### DATA SHOWN ###

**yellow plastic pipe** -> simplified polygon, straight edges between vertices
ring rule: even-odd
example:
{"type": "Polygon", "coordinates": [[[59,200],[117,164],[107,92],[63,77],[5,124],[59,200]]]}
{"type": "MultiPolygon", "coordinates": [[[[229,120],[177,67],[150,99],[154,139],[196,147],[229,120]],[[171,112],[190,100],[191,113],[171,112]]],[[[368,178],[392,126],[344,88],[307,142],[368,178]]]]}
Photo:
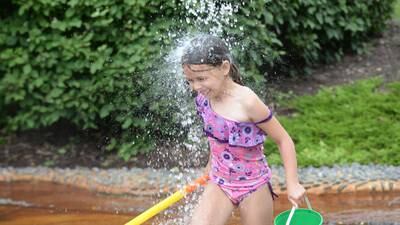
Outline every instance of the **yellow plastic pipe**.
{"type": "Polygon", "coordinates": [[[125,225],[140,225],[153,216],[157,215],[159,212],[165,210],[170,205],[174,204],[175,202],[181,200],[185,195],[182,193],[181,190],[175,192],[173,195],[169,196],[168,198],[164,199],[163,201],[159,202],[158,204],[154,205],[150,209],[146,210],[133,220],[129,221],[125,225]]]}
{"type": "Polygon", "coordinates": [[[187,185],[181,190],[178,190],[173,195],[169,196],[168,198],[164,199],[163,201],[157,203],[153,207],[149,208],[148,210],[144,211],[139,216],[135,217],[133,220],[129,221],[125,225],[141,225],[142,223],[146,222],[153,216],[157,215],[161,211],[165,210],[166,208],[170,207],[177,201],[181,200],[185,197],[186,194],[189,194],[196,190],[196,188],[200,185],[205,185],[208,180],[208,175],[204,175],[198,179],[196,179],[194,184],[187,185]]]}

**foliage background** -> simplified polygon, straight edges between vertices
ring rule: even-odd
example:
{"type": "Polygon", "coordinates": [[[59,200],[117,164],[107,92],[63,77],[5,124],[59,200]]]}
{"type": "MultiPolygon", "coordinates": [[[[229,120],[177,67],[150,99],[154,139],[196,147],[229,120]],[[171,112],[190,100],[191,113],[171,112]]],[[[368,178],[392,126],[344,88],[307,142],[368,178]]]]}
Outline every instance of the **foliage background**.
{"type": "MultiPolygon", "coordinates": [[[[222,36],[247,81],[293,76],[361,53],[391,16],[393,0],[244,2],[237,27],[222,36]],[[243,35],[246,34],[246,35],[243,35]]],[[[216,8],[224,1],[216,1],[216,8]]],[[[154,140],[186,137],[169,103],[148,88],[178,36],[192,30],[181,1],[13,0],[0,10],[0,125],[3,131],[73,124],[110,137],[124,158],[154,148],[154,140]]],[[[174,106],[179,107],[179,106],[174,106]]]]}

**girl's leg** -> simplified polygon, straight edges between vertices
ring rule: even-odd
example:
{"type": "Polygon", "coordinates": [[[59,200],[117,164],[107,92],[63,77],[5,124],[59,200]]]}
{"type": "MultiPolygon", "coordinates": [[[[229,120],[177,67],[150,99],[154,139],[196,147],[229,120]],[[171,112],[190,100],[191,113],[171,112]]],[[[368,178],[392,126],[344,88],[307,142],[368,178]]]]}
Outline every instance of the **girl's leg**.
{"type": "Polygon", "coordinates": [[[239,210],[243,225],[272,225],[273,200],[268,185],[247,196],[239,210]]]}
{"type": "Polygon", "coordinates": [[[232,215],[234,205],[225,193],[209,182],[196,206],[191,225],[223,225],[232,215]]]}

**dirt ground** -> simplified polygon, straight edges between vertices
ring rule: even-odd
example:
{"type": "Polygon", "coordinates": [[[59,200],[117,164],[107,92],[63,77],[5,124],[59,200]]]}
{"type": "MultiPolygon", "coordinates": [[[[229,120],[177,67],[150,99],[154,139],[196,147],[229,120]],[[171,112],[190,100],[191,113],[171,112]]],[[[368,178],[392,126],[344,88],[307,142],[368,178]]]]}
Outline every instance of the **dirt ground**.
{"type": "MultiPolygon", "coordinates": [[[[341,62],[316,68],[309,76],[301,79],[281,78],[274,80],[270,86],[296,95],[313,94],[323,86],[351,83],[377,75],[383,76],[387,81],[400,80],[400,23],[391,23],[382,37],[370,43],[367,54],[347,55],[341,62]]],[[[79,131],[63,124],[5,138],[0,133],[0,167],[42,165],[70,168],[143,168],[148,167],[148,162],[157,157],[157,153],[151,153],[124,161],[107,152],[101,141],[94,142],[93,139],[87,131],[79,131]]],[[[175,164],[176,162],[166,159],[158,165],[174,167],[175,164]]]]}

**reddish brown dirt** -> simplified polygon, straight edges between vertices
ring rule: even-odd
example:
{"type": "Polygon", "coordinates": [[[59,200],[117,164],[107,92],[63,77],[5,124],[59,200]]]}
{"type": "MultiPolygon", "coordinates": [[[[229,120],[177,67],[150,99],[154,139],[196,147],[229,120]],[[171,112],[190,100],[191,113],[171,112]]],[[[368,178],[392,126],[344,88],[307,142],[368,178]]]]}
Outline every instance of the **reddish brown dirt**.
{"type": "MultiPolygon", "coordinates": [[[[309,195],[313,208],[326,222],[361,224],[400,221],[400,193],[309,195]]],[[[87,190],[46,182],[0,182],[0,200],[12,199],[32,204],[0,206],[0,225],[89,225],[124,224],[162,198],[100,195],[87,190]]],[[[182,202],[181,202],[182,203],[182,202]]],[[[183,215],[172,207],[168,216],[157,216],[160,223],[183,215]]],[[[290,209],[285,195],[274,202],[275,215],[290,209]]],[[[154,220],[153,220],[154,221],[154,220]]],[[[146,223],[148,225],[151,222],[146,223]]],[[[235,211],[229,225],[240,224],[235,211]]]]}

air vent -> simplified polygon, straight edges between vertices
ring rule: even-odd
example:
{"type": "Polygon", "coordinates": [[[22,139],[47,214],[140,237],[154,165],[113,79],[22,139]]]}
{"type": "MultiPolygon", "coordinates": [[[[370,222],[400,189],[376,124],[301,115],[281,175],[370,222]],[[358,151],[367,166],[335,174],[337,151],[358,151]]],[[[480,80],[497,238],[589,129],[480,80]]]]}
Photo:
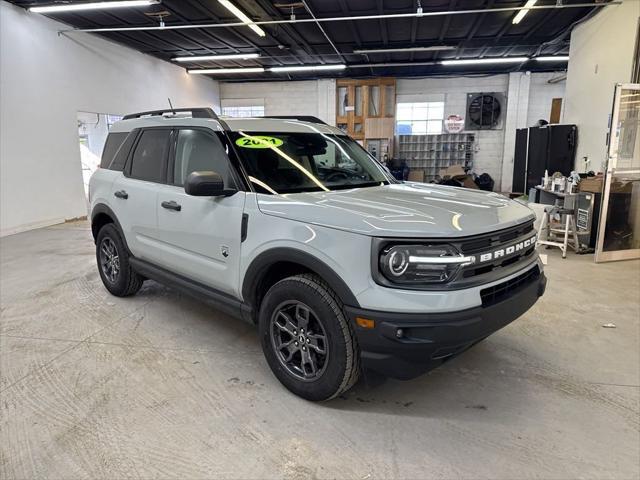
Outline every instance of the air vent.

###

_WORK REQUIRED_
Write the entries above out again exactly, omitting each image.

_OUTPUT FOR THIS TASK_
**yellow plastic pipe** -> simplified polygon, straight edges between vertices
ring rule: even-odd
example:
{"type": "Polygon", "coordinates": [[[59,200],[117,164],[107,92],[63,77],[5,124],[59,200]]]}
{"type": "MultiPolygon", "coordinates": [[[[229,120],[177,67],[150,99],[154,139],[196,147],[229,120]],[[171,112],[190,100],[191,113],[171,112]]],[[[368,178],[392,126],[344,88],[307,142],[368,178]]]]}
Photo:
Outline every instance of the **yellow plastic pipe**.
{"type": "Polygon", "coordinates": [[[125,225],[140,225],[153,216],[157,215],[159,212],[165,210],[170,205],[174,204],[175,202],[181,200],[185,195],[182,193],[181,190],[175,192],[173,195],[169,196],[168,198],[164,199],[163,201],[159,202],[158,204],[154,205],[150,209],[146,210],[133,220],[129,221],[125,225]]]}
{"type": "Polygon", "coordinates": [[[187,185],[181,190],[178,190],[173,195],[169,196],[168,198],[164,199],[163,201],[157,203],[153,207],[149,208],[148,210],[144,211],[139,216],[135,217],[133,220],[129,221],[125,225],[141,225],[142,223],[146,222],[153,216],[157,215],[161,211],[165,210],[166,208],[170,207],[177,201],[181,200],[185,197],[186,194],[189,194],[196,190],[196,188],[200,185],[205,185],[208,180],[208,175],[204,175],[198,179],[196,179],[194,184],[187,185]]]}

**foliage background** -> simplified polygon, straight edges between vertices
ring rule: even-odd
example:
{"type": "Polygon", "coordinates": [[[59,200],[117,164],[107,92],[63,77],[5,124],[59,200]]]}
{"type": "MultiPolygon", "coordinates": [[[[229,120],[177,67],[150,99],[154,139],[196,147],[229,120]],[[171,112],[190,100],[191,113],[171,112]]],[[[368,178],[392,126],[344,88],[307,142],[368,178]]]]}
Outline every instance of the **foliage background**.
{"type": "MultiPolygon", "coordinates": [[[[222,36],[247,81],[293,76],[361,53],[391,16],[393,0],[244,2],[237,27],[222,36]],[[243,35],[246,34],[246,35],[243,35]]],[[[216,8],[224,1],[216,1],[216,8]]],[[[154,140],[186,137],[169,103],[148,88],[178,36],[192,30],[181,1],[13,0],[0,10],[0,125],[3,131],[73,124],[110,137],[124,158],[154,148],[154,140]]],[[[174,106],[179,107],[179,106],[174,106]]]]}

**girl's leg** -> simplified polygon, straight edges between vertices
ring rule: even-odd
example:
{"type": "Polygon", "coordinates": [[[59,200],[117,164],[107,92],[63,77],[5,124],[59,200]]]}
{"type": "MultiPolygon", "coordinates": [[[[229,120],[177,67],[150,99],[154,139],[196,147],[229,120]],[[171,112],[190,100],[191,113],[171,112]]],[[[368,178],[392,126],[344,88],[307,142],[368,178]]]]}
Outline every instance of the **girl's leg**.
{"type": "Polygon", "coordinates": [[[239,210],[243,225],[272,225],[273,200],[268,185],[247,196],[239,210]]]}
{"type": "Polygon", "coordinates": [[[232,215],[234,205],[225,193],[209,182],[196,206],[191,225],[223,225],[232,215]]]}

**dirt ground** -> simplified polygon, straight edges between vertices
ring rule: even-odd
example:
{"type": "Polygon", "coordinates": [[[59,200],[117,164],[107,92],[63,77],[5,124],[59,200]]]}
{"type": "MultiPolygon", "coordinates": [[[[229,120],[177,67],[150,99],[154,139],[196,147],[229,120]],[[171,112],[190,100],[191,113],[171,112]]],[[[368,178],[392,126],[344,88],[307,142],[368,178]]]]}
Outline every instance of the **dirt ground**.
{"type": "MultiPolygon", "coordinates": [[[[341,62],[316,68],[309,76],[301,79],[281,78],[274,80],[270,86],[296,95],[313,94],[323,86],[351,83],[377,75],[383,76],[387,81],[400,80],[400,23],[391,23],[382,37],[370,43],[367,54],[347,55],[341,62]]],[[[79,131],[63,124],[5,138],[0,133],[0,167],[42,165],[70,168],[143,168],[148,167],[148,162],[157,157],[157,153],[151,153],[124,161],[107,152],[101,141],[94,142],[93,139],[87,131],[79,131]]],[[[175,164],[176,162],[166,159],[158,165],[174,167],[175,164]]]]}

**reddish brown dirt** -> simplified polygon, straight edges between vertices
ring rule: even-odd
example:
{"type": "Polygon", "coordinates": [[[59,200],[117,164],[107,92],[63,77],[5,124],[59,200]]]}
{"type": "MultiPolygon", "coordinates": [[[[229,120],[177,67],[150,99],[154,139],[196,147],[229,120]],[[171,112],[190,100],[191,113],[171,112]]],[[[368,178],[392,126],[344,88],[307,142],[368,178]]]]}
Outline every instance of the **reddish brown dirt**.
{"type": "MultiPolygon", "coordinates": [[[[309,195],[313,208],[326,222],[361,224],[400,221],[400,193],[309,195]]],[[[87,190],[46,182],[0,182],[0,200],[12,199],[32,204],[0,206],[0,225],[89,225],[124,224],[162,198],[100,195],[87,190]]],[[[182,202],[181,202],[182,203],[182,202]]],[[[183,215],[172,207],[168,216],[157,216],[160,223],[183,215]]],[[[290,209],[285,195],[274,202],[275,215],[290,209]]],[[[154,220],[153,220],[154,221],[154,220]]],[[[146,223],[148,225],[151,222],[146,223]]],[[[235,211],[229,225],[240,224],[235,211]]]]}

air vent -> simplified polygon, straight edges between vertices
ring rule: even-odd
example:
{"type": "Polygon", "coordinates": [[[22,139],[47,214],[140,237],[154,165],[113,79],[22,139]]]}
{"type": "MultiPolygon", "coordinates": [[[[370,222],[400,189],[376,124],[301,115],[281,175],[370,222]],[[358,151],[367,166],[335,174],[337,151],[358,151]]],[[[480,80],[497,238],[589,129],[480,80]]]]}
Photo:
Outline every instance of the air vent.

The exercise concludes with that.